I read about finitely generated abelian groups and would be grateful for a clarification.
My lecturer noted these statments:
Each abelian group $G$ such that $a_1,a_2,\cdots,a_n\in A$ are been chosen, exists a unique homomorphism $\phi:\mathbb{Z}^n\to A$ such that $\phi(e_i)=a_i$.
Each finitely generated abelian groups isomerphic to quotient of $\mathbb{Z}^n$ for some $n\in \mathbb{N}$.
The proof of the above statment based on the the first isomorphism theorem.
I try to build my own example:
Let $G=\langle g\rangle$ be a cyclic (and abelian) group, such that $|G|=4$.

> **Requirements**:
1. From the post on finitely generated abelian groups, retype the passage between "The proof of" and "such that $|G|=4$.", inclusive.
2. Continue the post on finitely generated abelian groups, picking up right after its final sentence.
You can ignore the entries entirely.

> **Records shown**:
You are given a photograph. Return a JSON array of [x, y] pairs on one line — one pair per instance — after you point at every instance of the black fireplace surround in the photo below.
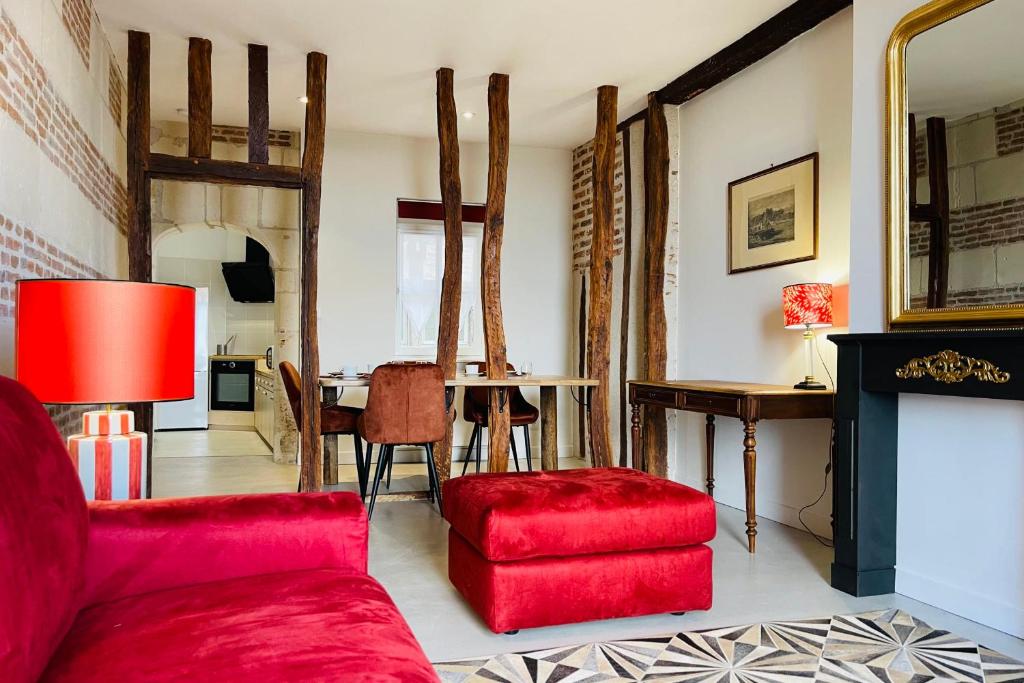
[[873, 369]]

--

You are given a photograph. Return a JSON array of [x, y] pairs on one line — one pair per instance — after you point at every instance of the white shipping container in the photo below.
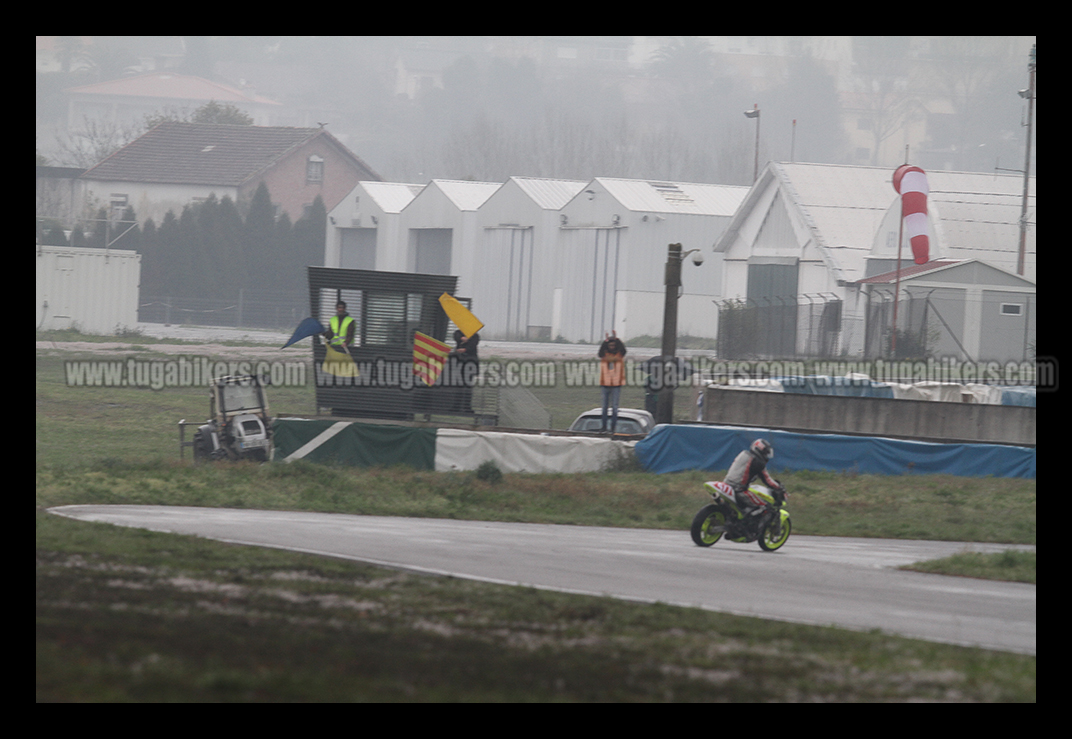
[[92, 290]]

> **Answers per task**:
1.
The proof of the above statment based on the the first isomorphism theorem.
I try to build my own example:
Let $G=\langle g\rangle$ be a cyclic (and abelian) group, such that $|G|=4$.

2.
The generators of $G$ are $\{g,g^3\}$.
Denote 2 homomorphism ($n=1$):
$\phi_1:\mathbb{Z}^1 \to G$ such that $\phi_1(1)=g$.
$\phi_2:\mathbb{Z}^1 \to G$ such that $\phi_2(1)=g^3$
There is no a contradiction of the uniqueness part of statement 1 since I choose other generator of $G$?
Using statement 2, $\mathbb{Z}^1/4\mathbb{Z}^1\cong G$ since $\ker\phi=4\mathbb{Z}^1$?
Is my example correct?
Thanks!